§ **What you need to do**
1 - From the blog page on the Ko Tee plot below, return the passage that begins at the words "Bingo! The Bangkok" and stops after the words "to get him.".
2 - Using the blog page on the Ko Tee plot below, state whether each statement agrees with it, answering yes or no and quoting the deciding words.
(a) The Bangkok Post reported that the junta vowed to seek Wuthipong's extradition from Laos.
(b) The nine arrested suspects were questioned by police officers.
(c) The weapons cache was found in a house in Pathum Thani.
3 - Translate this sentence from the blog page on the Ko Tee plot below into Spanish: "They really want him for lese majeste and seem prepared to go to extreme devices to get him."

§ **Document passage**
The Ko Tee “plot” and extradition

20 03 2017

In our last post on the military junta’s marvelous story about a mammoth plot to accumulate war weapons, assassinate The Dictator using a sniper rifle and cause a rebellion based on Wat Dhammakaya, we stated:

While Ko Tee [Wuthipong Kachathamakul] has denied the arms belonged to him, the cops admit he’s been on the run since early 2014…. “Pol Gen Chakthip said police had tried to contact … Cambodia … for Mr Wuthipong’s extradition, but had received no helpful reply.”

Now the police can claim that Ko Tee “allegedly played a leading role in gathering weapons to support the temple and as such must be considered a threat to national security…”. This “plot” will presumably help with gaining his extradition.

Bingo! The Bangkok Post reports that the junta “has vowed to seek the extradition of hardcore red-shirt leader Wuthipong Kochathamakun, alias Kotee, from Laos following the discovery of a huge cache of weapons by authorities in a house in Pathum Thani.” (Like everyone else, we thought he was in Cambodia.)

Gen Prawit Wongsuwan said “he wanted Mr Wuthipong brought to justice given the weapons were found in his home, adding officials will contact Laos authorities to seek Mr Wuthipong’s extradition.”

They really want him for lese majeste and seem prepared to go to extreme devices to get him.

In our earlier post we also stated:

The next step for the police will be to parade the “suspects” before the media where they will presumably admit their guilt and “confirm” the “plot.” They may even be made to re-enact some “crime.” That’s the pattern.

Bingo! The same Bangkok Post story quotes a senior policeman as stating; ” The nine arrested suspects were questioned by military officers and they confessed to keeping the weapons for a particular mission…”.

Now we await the parade of “suspects.”

As a footnote to this story, readers might recall earlier posts, beginning in early February, about a junta desire to extradite anti-monarchists from Laos. This morphed into an alleged “death threats” against The Dictator, which were then said to come from republicans, and which saw attempts to push the Lao government to extradite the alleged conspirators. This effort went on for some time.

Does it seem like too much of a coincidence that yet another plot has suddenly been “revealed”?





Death of democracy and those complicit in it

16 03 2017

PPT decided to post about this event, even though it is on Cambodia. Promoted by ASEAN Parliamentarians for Human Rights (APHR), it sounds like a reasonable event and we think readers will be interested.

§ **Provided data**
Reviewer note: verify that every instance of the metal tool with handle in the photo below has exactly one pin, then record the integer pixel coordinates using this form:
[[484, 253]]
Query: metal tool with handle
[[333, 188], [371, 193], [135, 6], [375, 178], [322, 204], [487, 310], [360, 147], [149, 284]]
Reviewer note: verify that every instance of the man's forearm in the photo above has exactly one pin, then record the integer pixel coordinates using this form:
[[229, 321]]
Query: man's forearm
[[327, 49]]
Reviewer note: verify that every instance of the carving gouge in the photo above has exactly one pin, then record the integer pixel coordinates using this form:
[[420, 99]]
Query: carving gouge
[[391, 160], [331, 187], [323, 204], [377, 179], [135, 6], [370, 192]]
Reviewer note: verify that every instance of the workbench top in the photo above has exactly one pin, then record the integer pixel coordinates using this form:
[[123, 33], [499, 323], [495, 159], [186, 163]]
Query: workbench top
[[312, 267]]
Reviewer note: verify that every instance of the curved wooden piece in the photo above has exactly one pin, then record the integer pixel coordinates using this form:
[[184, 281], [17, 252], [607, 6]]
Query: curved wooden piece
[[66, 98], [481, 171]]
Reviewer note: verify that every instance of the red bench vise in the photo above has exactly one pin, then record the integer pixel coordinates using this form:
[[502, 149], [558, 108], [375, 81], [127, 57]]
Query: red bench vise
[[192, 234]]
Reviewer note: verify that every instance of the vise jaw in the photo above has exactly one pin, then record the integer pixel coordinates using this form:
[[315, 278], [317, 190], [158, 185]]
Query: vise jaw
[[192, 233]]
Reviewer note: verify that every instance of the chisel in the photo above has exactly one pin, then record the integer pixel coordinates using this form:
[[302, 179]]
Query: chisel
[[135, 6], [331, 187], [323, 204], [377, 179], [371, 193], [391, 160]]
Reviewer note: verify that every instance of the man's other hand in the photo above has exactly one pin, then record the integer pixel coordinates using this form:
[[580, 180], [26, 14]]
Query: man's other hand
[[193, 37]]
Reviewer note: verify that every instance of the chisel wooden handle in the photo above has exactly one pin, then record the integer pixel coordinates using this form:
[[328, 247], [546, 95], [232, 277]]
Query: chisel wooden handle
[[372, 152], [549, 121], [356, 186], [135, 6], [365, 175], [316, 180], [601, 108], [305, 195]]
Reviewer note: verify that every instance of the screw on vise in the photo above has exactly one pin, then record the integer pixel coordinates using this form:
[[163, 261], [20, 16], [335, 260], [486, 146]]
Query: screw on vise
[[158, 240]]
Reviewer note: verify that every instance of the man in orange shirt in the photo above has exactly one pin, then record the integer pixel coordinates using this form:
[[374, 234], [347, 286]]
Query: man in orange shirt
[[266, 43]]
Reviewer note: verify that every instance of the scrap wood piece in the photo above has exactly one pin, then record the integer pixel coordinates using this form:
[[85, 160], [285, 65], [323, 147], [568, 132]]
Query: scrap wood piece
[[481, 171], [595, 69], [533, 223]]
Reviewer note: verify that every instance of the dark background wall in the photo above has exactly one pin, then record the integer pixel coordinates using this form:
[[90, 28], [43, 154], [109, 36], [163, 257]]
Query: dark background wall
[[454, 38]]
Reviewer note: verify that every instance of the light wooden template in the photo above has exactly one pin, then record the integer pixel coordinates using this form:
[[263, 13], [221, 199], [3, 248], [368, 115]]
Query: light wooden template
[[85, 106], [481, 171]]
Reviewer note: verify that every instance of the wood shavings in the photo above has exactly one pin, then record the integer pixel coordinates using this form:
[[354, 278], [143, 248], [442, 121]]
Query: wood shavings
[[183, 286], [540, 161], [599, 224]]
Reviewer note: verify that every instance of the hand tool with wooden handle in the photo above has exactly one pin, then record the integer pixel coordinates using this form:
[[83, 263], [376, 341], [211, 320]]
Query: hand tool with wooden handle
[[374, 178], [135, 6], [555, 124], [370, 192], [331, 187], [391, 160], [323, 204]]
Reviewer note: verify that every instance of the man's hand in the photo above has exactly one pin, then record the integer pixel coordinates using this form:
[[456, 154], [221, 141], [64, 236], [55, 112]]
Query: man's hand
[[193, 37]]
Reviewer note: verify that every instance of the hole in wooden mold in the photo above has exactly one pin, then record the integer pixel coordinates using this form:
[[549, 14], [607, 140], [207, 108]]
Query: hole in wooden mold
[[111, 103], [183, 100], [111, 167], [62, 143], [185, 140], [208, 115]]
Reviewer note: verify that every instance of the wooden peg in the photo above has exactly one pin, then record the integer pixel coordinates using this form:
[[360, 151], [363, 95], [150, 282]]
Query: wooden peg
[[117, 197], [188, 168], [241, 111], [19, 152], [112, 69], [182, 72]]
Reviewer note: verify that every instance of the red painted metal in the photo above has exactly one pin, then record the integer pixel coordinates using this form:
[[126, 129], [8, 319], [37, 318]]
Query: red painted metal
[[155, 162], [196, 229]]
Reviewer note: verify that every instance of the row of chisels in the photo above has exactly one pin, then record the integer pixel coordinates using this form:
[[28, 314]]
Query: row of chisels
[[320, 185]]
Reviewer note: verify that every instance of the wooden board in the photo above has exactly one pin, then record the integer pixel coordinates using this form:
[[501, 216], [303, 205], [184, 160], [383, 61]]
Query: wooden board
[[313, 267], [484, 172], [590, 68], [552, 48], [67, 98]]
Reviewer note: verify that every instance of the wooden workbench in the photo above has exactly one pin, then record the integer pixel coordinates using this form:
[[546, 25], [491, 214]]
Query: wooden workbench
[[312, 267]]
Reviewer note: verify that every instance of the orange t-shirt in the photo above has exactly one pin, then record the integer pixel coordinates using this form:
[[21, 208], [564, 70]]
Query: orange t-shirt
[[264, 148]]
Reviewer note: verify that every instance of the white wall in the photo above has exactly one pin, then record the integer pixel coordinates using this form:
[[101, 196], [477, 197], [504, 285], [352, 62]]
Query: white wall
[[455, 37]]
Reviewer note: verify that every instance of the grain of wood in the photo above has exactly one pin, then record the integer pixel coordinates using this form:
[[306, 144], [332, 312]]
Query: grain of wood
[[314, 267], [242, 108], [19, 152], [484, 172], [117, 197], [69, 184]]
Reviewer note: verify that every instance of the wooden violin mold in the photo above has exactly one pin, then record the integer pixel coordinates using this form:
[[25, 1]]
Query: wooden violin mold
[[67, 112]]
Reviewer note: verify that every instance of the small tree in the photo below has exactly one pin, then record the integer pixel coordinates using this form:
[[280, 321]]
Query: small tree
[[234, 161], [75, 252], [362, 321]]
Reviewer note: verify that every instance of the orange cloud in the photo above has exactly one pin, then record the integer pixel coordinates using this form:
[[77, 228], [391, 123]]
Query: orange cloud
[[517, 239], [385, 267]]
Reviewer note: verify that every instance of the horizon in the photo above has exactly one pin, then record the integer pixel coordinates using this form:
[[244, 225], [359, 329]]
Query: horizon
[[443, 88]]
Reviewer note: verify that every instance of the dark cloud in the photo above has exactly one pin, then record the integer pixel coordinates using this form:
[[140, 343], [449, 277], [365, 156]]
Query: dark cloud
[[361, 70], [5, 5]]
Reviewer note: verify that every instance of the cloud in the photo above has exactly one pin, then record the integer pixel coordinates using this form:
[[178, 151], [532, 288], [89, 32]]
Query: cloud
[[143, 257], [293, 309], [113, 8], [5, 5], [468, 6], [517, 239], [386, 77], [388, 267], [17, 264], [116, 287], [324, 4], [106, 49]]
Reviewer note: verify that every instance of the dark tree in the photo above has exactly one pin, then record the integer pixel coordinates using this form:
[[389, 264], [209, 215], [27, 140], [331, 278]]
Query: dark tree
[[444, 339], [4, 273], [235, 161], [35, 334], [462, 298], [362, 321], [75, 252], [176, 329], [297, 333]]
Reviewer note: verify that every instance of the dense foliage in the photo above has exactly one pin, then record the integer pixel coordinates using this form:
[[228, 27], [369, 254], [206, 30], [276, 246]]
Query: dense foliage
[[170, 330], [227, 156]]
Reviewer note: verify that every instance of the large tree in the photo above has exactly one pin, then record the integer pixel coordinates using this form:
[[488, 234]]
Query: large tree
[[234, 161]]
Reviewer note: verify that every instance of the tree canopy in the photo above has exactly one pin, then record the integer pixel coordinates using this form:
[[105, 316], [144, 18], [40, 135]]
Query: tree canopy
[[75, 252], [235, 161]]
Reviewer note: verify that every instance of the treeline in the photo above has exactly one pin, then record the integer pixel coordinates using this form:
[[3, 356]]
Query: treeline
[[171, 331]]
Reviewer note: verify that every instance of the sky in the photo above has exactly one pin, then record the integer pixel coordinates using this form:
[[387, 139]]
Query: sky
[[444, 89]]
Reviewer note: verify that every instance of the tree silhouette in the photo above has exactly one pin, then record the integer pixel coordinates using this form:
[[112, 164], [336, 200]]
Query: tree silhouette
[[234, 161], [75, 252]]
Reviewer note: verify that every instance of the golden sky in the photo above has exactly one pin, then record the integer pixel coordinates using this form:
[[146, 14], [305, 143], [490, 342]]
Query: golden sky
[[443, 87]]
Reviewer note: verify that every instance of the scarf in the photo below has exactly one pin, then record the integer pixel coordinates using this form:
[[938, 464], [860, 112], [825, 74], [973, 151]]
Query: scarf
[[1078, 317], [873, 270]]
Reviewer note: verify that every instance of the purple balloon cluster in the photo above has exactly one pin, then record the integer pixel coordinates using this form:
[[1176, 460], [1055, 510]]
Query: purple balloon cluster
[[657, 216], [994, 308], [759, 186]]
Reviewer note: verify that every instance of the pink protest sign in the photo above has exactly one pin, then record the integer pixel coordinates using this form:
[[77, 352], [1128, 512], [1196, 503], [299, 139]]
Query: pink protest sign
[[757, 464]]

§ **Expected results**
1 -
Bingo! The Bangkok Post reports that the junta “has vowed to seek the extradition of hardcore red-shirt leader Wuthipong Kochathamakun, alias Kotee, from Laos following the discovery of a huge cache of weapons by authorities in a house in Pathum Thani.” (Like everyone else, we thought he was in Cambodia.)

Gen Prawit Wongsuwan said “he wanted Mr Wuthipong brought to justice given the weapons were found in his home, adding officials will contact Laos authorities to seek Mr Wuthipong’s extradition.”

They really want him for lese majeste and seem prepared to go to extreme devices to get him.

2 -
(a) Yes: "has vowed to seek the extradition of hardcore red-shirt leader Wuthipong Kochathamakun, alias Kotee, from Laos"
(b) No: "The nine arrested suspects were questioned by military officers"
(c) Yes: "a huge cache of weapons by authorities in a house in Pathum Thani"

3 - Realmente lo quieren por lesa majestad y parecen dispuestos a recurrir a medios extremos para atraparlo.